▶ **Task description**
The answer should be a single number, the count of lines in this material that contain "trash".

· · · ·

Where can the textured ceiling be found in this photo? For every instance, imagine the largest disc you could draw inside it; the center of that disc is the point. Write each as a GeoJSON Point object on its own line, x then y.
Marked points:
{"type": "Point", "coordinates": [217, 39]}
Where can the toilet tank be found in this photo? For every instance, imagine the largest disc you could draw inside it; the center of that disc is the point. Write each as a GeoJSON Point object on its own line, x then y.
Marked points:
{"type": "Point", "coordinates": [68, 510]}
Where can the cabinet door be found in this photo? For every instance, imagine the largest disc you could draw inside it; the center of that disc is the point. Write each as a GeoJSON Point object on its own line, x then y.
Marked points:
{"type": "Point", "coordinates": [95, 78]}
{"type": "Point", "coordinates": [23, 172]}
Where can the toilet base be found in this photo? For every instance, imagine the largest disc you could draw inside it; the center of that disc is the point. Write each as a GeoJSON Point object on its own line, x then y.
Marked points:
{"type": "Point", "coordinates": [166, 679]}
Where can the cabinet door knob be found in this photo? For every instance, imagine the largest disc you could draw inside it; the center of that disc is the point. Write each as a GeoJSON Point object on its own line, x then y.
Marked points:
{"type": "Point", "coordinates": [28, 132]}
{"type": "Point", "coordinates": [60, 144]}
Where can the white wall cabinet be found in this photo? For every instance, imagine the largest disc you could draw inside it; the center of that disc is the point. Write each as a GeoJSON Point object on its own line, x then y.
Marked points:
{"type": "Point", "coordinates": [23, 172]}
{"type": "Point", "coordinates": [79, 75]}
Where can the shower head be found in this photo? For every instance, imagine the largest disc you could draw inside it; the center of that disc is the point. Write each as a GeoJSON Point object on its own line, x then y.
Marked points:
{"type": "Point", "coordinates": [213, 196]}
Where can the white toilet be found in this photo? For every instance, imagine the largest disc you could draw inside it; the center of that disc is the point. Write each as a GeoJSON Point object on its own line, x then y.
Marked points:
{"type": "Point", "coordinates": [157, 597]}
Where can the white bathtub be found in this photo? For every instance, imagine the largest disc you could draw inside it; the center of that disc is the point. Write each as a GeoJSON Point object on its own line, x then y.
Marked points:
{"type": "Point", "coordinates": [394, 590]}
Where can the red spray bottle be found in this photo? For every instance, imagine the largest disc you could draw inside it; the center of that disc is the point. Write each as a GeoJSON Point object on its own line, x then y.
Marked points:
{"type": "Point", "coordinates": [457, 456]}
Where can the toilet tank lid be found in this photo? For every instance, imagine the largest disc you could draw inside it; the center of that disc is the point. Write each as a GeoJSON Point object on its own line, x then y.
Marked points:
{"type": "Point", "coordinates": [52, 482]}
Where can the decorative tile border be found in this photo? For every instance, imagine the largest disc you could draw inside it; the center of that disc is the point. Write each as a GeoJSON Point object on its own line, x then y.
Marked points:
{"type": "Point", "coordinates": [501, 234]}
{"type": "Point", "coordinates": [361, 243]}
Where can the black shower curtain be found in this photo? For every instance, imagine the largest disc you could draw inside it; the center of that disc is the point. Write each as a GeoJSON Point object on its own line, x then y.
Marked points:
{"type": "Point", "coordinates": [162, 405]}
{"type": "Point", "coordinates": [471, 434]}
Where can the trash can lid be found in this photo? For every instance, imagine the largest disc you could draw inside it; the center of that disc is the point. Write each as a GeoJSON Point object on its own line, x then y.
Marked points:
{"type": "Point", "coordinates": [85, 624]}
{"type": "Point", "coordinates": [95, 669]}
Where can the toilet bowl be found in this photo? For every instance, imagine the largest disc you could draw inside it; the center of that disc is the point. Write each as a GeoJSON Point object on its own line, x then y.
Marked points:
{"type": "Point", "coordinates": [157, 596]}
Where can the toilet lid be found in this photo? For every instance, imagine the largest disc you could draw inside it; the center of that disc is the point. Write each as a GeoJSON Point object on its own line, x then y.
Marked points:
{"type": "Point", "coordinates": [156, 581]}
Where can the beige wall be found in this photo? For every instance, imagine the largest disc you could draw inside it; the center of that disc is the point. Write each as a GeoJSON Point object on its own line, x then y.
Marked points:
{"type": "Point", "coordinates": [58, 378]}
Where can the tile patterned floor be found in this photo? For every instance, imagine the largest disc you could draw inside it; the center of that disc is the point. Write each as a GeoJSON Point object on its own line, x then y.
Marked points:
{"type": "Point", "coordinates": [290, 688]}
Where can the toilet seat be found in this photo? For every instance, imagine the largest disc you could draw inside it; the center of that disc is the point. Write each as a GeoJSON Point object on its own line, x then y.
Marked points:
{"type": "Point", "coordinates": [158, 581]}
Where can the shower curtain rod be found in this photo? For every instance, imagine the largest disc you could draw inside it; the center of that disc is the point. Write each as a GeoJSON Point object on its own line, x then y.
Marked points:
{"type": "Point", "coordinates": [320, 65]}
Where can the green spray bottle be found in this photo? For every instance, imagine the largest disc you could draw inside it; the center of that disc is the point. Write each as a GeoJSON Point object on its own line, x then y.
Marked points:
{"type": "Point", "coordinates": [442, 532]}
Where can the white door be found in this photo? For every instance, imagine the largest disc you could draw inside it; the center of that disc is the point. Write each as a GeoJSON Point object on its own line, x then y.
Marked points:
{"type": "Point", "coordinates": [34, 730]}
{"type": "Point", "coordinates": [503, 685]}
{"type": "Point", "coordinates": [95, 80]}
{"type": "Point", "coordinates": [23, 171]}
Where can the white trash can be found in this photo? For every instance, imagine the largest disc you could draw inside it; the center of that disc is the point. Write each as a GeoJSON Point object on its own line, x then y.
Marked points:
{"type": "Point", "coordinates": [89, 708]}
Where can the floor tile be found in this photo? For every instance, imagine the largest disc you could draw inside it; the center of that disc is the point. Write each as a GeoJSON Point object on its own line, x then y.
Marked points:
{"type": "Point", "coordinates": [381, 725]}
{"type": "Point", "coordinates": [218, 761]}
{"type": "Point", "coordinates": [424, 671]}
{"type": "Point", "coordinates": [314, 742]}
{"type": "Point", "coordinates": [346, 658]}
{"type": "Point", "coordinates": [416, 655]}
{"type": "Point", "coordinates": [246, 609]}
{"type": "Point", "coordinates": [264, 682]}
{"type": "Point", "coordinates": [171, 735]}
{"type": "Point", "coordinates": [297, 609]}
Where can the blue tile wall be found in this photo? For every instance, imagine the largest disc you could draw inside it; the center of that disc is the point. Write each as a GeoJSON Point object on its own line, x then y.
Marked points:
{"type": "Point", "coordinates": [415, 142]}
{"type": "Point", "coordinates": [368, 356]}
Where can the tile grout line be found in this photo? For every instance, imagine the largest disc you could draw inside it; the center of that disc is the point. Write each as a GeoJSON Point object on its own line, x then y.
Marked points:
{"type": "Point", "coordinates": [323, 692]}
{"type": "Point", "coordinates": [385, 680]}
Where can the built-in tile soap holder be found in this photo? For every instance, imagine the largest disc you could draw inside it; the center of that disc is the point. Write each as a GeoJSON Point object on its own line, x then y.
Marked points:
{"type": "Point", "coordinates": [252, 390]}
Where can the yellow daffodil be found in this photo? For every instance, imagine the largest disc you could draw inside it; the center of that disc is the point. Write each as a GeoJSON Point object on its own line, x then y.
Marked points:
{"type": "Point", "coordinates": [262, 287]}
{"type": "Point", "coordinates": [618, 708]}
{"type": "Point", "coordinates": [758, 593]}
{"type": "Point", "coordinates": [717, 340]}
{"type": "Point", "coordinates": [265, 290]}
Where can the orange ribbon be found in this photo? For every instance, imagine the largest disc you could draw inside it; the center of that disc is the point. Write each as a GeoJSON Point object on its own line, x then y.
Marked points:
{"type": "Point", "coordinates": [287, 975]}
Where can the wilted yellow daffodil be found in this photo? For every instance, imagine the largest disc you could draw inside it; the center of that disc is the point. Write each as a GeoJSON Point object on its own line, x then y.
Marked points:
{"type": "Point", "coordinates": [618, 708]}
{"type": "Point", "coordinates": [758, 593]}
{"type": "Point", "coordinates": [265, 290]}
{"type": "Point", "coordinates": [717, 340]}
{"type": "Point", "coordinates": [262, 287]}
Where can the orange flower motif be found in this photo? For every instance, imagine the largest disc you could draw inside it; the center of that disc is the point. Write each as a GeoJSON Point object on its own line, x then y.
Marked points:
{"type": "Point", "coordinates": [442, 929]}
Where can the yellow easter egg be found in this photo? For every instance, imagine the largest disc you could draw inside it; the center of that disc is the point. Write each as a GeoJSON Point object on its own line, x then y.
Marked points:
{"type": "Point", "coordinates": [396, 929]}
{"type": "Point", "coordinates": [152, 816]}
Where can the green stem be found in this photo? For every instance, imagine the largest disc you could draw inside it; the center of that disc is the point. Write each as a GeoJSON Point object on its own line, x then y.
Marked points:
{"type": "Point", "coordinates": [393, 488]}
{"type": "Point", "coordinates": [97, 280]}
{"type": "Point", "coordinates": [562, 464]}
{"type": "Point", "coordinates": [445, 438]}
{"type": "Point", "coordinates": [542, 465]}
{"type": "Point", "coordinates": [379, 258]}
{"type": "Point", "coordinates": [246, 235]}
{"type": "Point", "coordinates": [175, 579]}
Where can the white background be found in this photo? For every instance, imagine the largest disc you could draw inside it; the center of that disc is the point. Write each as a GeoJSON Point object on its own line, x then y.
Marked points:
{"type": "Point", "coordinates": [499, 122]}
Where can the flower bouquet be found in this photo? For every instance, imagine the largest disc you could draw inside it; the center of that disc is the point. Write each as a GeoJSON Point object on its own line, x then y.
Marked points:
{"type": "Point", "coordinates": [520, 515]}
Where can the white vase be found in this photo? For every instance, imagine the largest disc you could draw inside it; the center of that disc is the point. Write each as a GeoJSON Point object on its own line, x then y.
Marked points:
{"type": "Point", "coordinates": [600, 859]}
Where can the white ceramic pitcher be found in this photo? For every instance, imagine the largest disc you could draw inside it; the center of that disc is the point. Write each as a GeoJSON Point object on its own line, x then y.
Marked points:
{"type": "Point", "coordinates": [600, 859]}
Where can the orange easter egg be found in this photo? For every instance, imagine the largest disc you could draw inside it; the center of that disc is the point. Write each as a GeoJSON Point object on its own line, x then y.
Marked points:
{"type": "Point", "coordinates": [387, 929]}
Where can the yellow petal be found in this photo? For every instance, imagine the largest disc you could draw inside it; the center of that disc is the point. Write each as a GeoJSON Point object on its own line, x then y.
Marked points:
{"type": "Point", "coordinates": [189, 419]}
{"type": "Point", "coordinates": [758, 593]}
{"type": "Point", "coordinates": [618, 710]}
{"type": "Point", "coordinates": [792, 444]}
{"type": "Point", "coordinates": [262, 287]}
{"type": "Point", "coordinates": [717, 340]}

· · · ·

▶ **Solution below**
2